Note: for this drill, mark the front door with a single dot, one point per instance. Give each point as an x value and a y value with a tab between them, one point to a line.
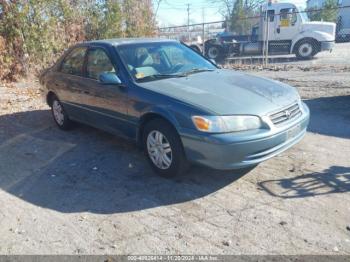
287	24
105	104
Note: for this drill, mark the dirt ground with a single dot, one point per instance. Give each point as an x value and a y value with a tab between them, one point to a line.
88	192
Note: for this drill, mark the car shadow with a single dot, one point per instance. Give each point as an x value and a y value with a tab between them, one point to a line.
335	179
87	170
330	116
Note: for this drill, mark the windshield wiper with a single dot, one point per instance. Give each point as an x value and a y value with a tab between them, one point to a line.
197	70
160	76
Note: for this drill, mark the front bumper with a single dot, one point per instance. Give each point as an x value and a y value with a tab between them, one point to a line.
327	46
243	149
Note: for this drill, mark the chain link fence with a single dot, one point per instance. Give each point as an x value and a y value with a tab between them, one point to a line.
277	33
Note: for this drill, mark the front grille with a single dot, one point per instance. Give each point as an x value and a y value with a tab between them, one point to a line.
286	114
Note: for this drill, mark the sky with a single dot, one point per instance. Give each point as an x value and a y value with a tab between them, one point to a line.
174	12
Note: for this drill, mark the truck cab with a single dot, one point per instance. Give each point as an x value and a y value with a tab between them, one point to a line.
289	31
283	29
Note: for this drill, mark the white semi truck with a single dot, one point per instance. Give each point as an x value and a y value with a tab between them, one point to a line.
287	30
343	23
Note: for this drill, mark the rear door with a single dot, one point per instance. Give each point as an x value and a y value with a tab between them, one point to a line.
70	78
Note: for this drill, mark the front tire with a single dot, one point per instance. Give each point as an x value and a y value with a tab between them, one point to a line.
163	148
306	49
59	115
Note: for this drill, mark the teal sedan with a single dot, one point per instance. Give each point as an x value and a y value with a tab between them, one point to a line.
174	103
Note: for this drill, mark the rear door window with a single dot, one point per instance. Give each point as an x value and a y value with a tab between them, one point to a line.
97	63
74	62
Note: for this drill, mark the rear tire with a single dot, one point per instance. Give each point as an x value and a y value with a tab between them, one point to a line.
^^^^^^^^
* **Work task**: Please copy the records above word for word, leaving out every picture.

* **Problem solution**:
Note: for this drill, mark the front door with a single dot, one point per instance. Give each point as an x value and a y value with a tab between them, one point to a line.
287	24
105	104
Note: for this drill, mark the dirt ground with a single dot, one point per instance. Give each point as an x value and a y value with a tab between them, one point to a line.
88	192
Note: for this drill, mark the car shadow with a single dot, one point per instance. Give each point as an x value and a y value with a tab between them, one point to a line.
335	179
87	170
330	116
Note: for this drill, mark the windshield wiper with a single dot, one point per instance. Give each point as an x value and a y value with a tab between them, one point to a line.
197	70
160	76
Note: for this drill, mark the front bumper with a single dot, one point per instance. Give each point as an x value and a y value with a tab between them, one point to a line.
327	46
243	149
Note: for this drill, mark the chain link fence with a single dot, one point per instance. Give each point as an x value and a y value with a tab between them, one point to a line.
277	33
Note: for this drill, mark the front grille with a single dot, one point per instance. Give each point as an x value and a y value with a tab between them, one point to a line.
286	114
Note: for this drill, mark the sky with a single dot, one point per instance. Give each point as an x value and a y value with a tab between them, one point to a line.
174	12
Note: for this drill, mark the truck cab with a single dot, one point per instance. Give each point as an x value and a y value with a tab between them, one point to a line.
289	31
283	29
Note: for this drill, mark the white semi truck with a single dot, one point per instance. Give each point as an x value and a y value with a tab between them, one point to a line.
287	30
343	23
Note: for this drill, mark the rear door with a single dot, one point per instance. Give each point as an x value and a y value with a tab between them, one point to a line.
70	78
Note: for this drill, mark the front tire with a single dot, one point per instance. Give each point as an x value and a y value with a tab between them, one point to a line.
163	148
306	49
59	115
Note: for this drill, mark the teal sedan with a single dot, one point per instance. Give each point as an x value and a y value with a tab between them, one point to a line.
174	103
Note: for this drill, mark the rear door window with a single dot, one point per instance. Give each point as an x value and a y value with a tab between them, one point to a line.
97	63
74	62
Note: for this drill, mark the rear tire with a single dot, one point per instance. Give each point as an x value and a y value with a tab between them, one point to a line.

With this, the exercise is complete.